[Referring expression pointing data]
----
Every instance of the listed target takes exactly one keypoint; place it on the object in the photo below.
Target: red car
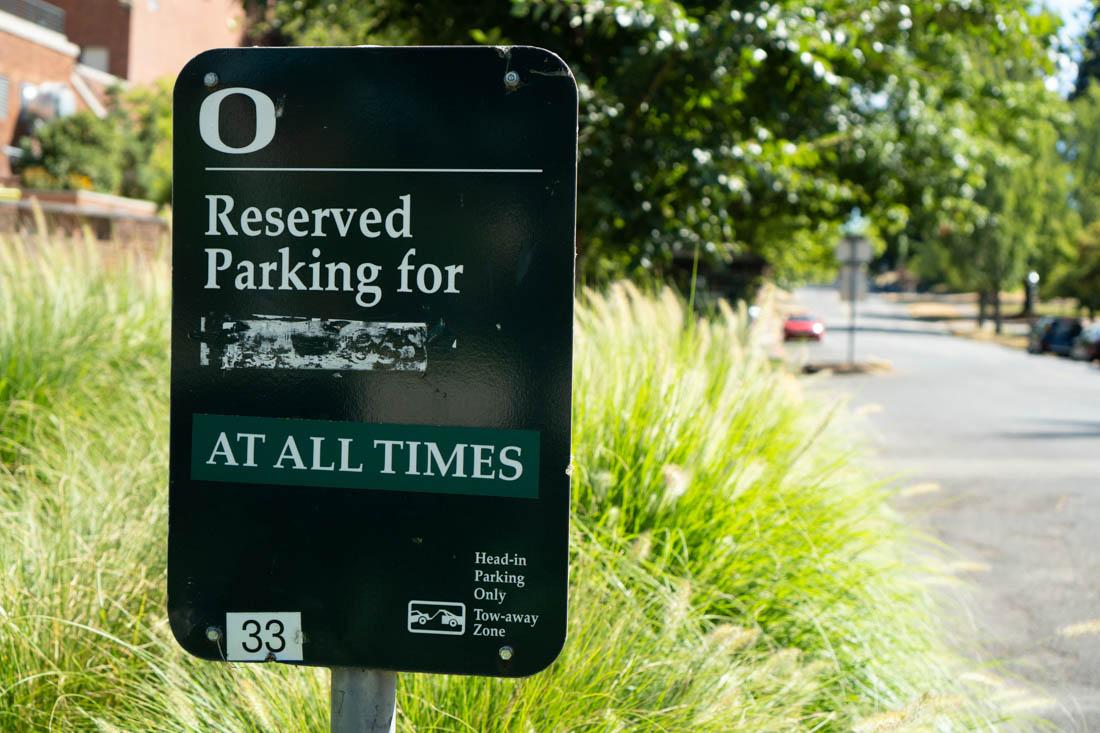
(803, 326)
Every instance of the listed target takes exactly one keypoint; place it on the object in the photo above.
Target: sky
(1076, 14)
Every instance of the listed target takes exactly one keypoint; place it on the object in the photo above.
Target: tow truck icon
(437, 617)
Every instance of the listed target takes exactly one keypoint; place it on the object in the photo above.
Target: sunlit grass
(734, 567)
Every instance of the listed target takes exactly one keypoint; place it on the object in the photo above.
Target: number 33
(264, 636)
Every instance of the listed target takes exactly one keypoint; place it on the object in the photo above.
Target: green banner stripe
(418, 458)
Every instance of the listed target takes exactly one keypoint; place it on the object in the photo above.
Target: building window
(98, 57)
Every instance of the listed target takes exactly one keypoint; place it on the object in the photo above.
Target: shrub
(733, 566)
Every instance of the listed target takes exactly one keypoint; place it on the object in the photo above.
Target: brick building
(62, 55)
(145, 40)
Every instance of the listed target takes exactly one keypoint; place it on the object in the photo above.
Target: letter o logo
(210, 116)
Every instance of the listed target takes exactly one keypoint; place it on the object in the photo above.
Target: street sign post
(372, 341)
(853, 252)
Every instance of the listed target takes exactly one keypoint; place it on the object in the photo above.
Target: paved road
(1014, 442)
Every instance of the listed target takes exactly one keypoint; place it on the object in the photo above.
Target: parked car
(1054, 335)
(1087, 346)
(803, 326)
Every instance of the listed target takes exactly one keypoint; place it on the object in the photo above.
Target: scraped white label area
(263, 636)
(298, 342)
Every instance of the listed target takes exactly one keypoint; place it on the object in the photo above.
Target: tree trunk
(998, 320)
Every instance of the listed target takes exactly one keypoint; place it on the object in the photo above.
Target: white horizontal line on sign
(300, 170)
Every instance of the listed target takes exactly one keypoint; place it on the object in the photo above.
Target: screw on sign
(372, 343)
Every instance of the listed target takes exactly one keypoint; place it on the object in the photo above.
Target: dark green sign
(372, 347)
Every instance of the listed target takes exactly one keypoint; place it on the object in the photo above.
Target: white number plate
(263, 636)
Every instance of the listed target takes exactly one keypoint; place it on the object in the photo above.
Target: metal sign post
(373, 260)
(853, 252)
(363, 700)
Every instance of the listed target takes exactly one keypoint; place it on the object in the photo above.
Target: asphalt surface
(1013, 442)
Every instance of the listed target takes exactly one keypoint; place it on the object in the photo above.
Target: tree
(728, 128)
(1088, 68)
(128, 152)
(1082, 280)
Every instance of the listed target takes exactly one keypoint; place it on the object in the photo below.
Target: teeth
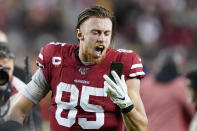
(100, 46)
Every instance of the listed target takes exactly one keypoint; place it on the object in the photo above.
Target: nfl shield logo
(83, 70)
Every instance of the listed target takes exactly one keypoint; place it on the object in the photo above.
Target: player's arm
(135, 119)
(126, 96)
(35, 90)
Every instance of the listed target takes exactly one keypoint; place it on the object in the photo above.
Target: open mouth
(99, 50)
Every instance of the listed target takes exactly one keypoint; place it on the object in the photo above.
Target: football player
(83, 96)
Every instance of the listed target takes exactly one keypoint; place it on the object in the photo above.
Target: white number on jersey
(71, 119)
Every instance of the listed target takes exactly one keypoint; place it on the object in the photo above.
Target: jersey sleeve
(133, 67)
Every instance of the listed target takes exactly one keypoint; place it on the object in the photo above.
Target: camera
(4, 76)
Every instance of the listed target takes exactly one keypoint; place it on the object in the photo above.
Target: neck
(80, 58)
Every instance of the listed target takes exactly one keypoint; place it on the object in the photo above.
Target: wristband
(127, 109)
(11, 126)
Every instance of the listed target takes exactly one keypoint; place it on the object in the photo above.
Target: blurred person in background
(192, 96)
(18, 72)
(83, 97)
(10, 87)
(163, 93)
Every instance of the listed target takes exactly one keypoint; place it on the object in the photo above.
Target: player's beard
(90, 58)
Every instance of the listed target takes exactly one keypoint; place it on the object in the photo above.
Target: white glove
(118, 92)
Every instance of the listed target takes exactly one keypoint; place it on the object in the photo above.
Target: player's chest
(78, 75)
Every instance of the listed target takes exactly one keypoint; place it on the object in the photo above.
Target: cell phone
(117, 67)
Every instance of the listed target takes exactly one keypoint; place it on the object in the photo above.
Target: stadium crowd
(146, 26)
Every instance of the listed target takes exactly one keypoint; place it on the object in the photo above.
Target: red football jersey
(78, 99)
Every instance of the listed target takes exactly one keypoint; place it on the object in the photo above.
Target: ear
(79, 34)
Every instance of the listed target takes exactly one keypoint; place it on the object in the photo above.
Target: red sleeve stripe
(137, 74)
(40, 56)
(136, 66)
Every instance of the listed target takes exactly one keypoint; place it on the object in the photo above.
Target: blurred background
(145, 26)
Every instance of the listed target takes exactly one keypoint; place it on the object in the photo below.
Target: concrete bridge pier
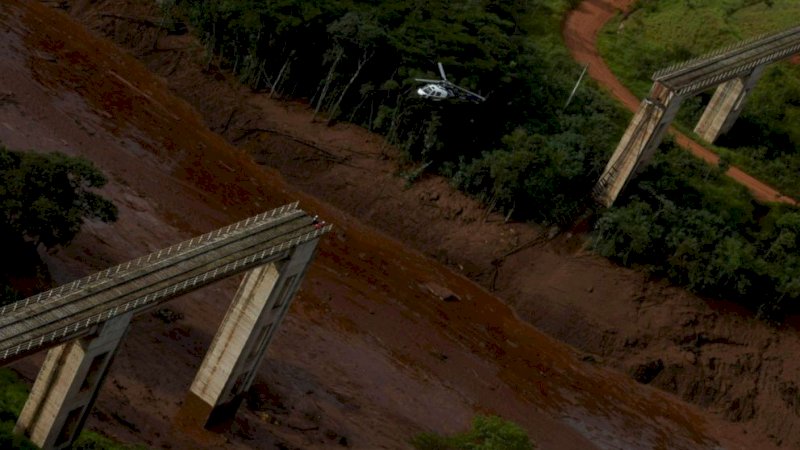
(67, 385)
(230, 365)
(725, 106)
(641, 138)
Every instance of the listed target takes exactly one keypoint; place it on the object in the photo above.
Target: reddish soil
(580, 34)
(369, 355)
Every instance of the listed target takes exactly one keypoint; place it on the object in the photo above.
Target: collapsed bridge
(83, 322)
(735, 70)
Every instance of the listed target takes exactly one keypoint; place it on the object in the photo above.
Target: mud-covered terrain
(369, 355)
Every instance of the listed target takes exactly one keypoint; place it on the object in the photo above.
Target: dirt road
(369, 355)
(580, 34)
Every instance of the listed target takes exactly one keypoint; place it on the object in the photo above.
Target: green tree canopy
(45, 197)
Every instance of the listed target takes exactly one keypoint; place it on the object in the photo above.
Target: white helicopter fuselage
(433, 91)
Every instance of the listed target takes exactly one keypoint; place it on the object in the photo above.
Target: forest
(523, 152)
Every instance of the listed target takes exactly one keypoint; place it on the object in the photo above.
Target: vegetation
(13, 393)
(487, 433)
(44, 199)
(521, 151)
(766, 138)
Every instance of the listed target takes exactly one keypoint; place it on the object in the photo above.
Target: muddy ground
(368, 356)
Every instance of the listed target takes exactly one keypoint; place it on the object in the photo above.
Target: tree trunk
(280, 73)
(328, 79)
(361, 62)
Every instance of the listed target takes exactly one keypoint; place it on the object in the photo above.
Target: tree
(45, 198)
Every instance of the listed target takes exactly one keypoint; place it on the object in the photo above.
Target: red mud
(368, 355)
(580, 34)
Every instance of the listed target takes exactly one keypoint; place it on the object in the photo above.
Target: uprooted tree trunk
(339, 52)
(281, 73)
(366, 56)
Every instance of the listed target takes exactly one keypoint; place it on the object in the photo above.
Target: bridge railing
(194, 243)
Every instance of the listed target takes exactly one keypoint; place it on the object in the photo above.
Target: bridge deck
(69, 311)
(695, 75)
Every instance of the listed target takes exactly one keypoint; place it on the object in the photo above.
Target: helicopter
(441, 89)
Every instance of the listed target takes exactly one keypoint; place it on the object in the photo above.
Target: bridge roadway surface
(695, 75)
(72, 310)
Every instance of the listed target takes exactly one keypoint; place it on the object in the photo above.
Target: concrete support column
----
Each entry must be set down word for word; no image may be carried over.

§ Answer to this task:
Every instance of the listed target takes exactly one keypoint; place it on the object in the photo below.
Target: red car
(803, 326)
Every instance of the listed target takes exactly one keypoint; place it on the object in the photo above.
Target: sky
(1076, 14)
Every instance of the listed target takes exactly one keypoint; place it on the object in the photo above.
Target: tow truck icon
(437, 617)
Every instance of the listed target takes exactly one keypoint; place it on the object in the photo above.
Target: sunlit grass
(734, 567)
Every instance of the listed target takes exactly one keypoint; place it on the object in the photo above.
Target: number 33
(264, 636)
Every instance of the listed target takes exactly one keypoint; place it on the object in the photo above.
Target: green banner stripe
(418, 458)
Every instance of the listed target takes exactly one keypoint; place it on the object in the photo above.
Target: building window
(98, 57)
Every instance of the listed target takes exactly one keypoint; place it on the object in the photo above.
Target: shrub
(733, 566)
Every instance of the listed target takes exactly one keypoint; place it on the object in the photo above.
Target: brick building
(62, 55)
(145, 40)
Every instance of the listed target takes exactly one keypoint; place it on the object in the photo above.
Target: letter o logo
(210, 116)
Every instance of the listed target takes exactly one keypoint; place it on the object in the photo above.
Target: street sign post
(372, 341)
(853, 252)
Every instance of the listed target takes exactly one keypoint; place it on the object in the photo above.
Target: paved road
(1014, 442)
Every instance of the listed target takes exactly one keypoint; place it on the object in the photo above.
Target: parked car
(1054, 335)
(1087, 346)
(803, 326)
Every instance of the listed target takes exactly one keypoint; place it on the object in the photo above.
Target: scraped white label area
(263, 636)
(298, 342)
Every instance of the listed target takes exactly one keypoint; place it on the object in the photo above.
Target: tree trunk
(998, 320)
Every instance of the listed target takes exactly one keypoint; place it on the object in the photo above.
Target: white horizontal line on sign
(300, 170)
Every instance of the listed target takes exactly one keypoint; place it on the object in the photo above.
Target: screw on sign
(372, 343)
Every instance of the listed target takes exactly one keypoint; place it on the object in the photo above.
Target: dark green sign
(372, 347)
Every instance of the listed target takes exactly one keypoint; place it on the object in the photo above.
Target: white number plate
(263, 636)
Every instance of the listed target takes exactly one keypoint; place it on the object in the photo above.
Target: metal sign post
(373, 260)
(853, 252)
(363, 700)
Every instance of the listed target takes exactly one keypoint; place it on the object in the photo above.
Target: asphalt surface
(1013, 442)
Every instance of the listed target takes exactly one keypoint; place it on the object in the photo above.
Target: tree
(728, 128)
(1088, 68)
(128, 152)
(1082, 280)
Every instance of the listed target takes exactly one keypoint; place it on the object in the photo below.
Target: teeth
(100, 46)
Every instance of the listed target takes exactly one keypoint; place it on the object in the photo above.
Target: nfl shield logo
(83, 70)
Every instance of the listed target takes exactly one keypoint; place it on the object in the photo above.
Target: player's arm
(135, 119)
(126, 96)
(35, 90)
Every instance of the listed target takes exactly one keypoint; place it on the object in the photo above.
Target: open mouth
(99, 50)
Every instance of the listed target takes exactly one keypoint; place it on the object in the photo above.
Target: football player
(83, 96)
Every instance of the listed target takes exactly one keypoint; place it on the object in the photo above.
Target: white number on jersey
(71, 119)
Every instance of the listed target takes exactly one keypoint; place it on the object in the photo above.
Target: jersey sleeve
(133, 67)
Every instance of the listed target takes exactly one keypoint; place it on the object in the photo above.
Target: camera
(4, 76)
Every instance of the listed target takes exactly one keypoint; place it on the object in the photo above.
Target: neck
(80, 58)
Every instance of the listed target takes exactly one keypoint; place it on the object in the photo above.
Target: wristband
(127, 109)
(11, 126)
Every instance of the listed target takes exactly one keypoint; place it on the object in the photo above.
Target: blurred person in background
(192, 96)
(18, 72)
(83, 97)
(10, 87)
(163, 93)
Every instance of the listed target takes exactly one keypoint; place it on the object in the photo above.
Target: player's beard
(90, 58)
Every instance of the listed target takes exactly one keypoint; place it on the object in the photo above.
Target: white glove
(118, 92)
Every instance of the listed target takes exactly one keypoint; place it on the object in the photo above.
Target: player's chest
(78, 75)
Every instance of the listed target takes exactly one keypoint; place it on the object in the photo above.
Target: cell phone
(117, 67)
Every instance of the listed target takes exactly one keypoint; place it on the object in the photo above.
Target: stadium crowd
(146, 26)
Every instance of the listed target takes exactly one keypoint; place it on the object in the photo above.
Target: red football jersey
(78, 99)
Every instance of the listed target takes exactly one keypoint; place it on the object in the photo above.
Target: ear
(79, 34)
Every instance of the listed target takes exactly one keypoint; place it on the object in the photo above.
Target: red sleeve stripe
(137, 74)
(40, 56)
(136, 66)
Every instance of the listed target takes exactly one keypoint; place it on the object in the photo above.
Target: blurred background
(145, 26)
Every instance of the listed target takes exactly one keypoint; place it on the object in the photo below.
Target: concrete bridge pier
(67, 385)
(230, 365)
(725, 106)
(641, 138)
Every instance of the listed target takes exactly one keypoint; place it on the object in the photo above.
Target: reddish soil
(580, 34)
(369, 355)
Every instance of the listed target takes exactly one keypoint; place it on the object in the photo above.
Target: collapsed bridge
(83, 322)
(735, 70)
Every instance of the listed target takes exactly one keypoint; place it on the object in the photo above.
Target: mud-covered terrain
(369, 355)
Every instance of the listed target takes exactly one keypoint; place it on the object in the photo above.
Target: dirt road
(369, 355)
(580, 34)
Every instance of the listed target takes exactly one keypoint; place it on the object in the photo above.
Target: green tree canopy
(45, 197)
Every instance of the listed target takes exactly one keypoint; place it on the object in the photo above.
Target: white helicopter fuselage
(433, 91)
Every instance of the listed target takes exactly one keypoint; place it on the object in the photo above.
Target: forest
(523, 152)
Every instance of the listed target takes exactly one keypoint; place it on the object in the photo above.
Target: vegetation
(13, 393)
(487, 433)
(44, 199)
(521, 151)
(766, 138)
Every instance of the listed target takes exactly one keypoint; place it on the object in the photo above.
Target: muddy ground
(368, 356)
Every instance of the listed target takes exactly one keypoint; place it on the object in the photo above.
Target: tree trunk
(280, 73)
(328, 79)
(361, 62)
Every instance of the listed target takes exactly one keypoint; place it on the object in the photo above.
Target: tree
(45, 198)
Every instance of the listed target takes exactly one keypoint; place it on the object in the photo above.
Target: red mud
(368, 355)
(580, 34)
Every instance of the listed target takes exactly one keypoint; place it on the object in the photo above.
Target: uprooted tree trunk
(339, 52)
(281, 73)
(366, 56)
Every instance of the listed target takes exactly one keypoint; place it on the object in the photo above.
Target: bridge railing
(194, 243)
Every instance of the listed target takes exactly one keypoint; place it on the object in the photo above.
Target: bridge deck
(69, 311)
(695, 75)
Every instance of the listed target takes exactly one keypoint; place it on the object in the photo above.
Target: helicopter
(441, 89)
Every instance of the listed target takes exactly one keypoint; place it on the object in the photo above.
Target: bridge roadway surface
(695, 75)
(72, 310)
Every instance of the listed target takes exactly one keypoint; place it on the object in the photo above.
Target: concrete support column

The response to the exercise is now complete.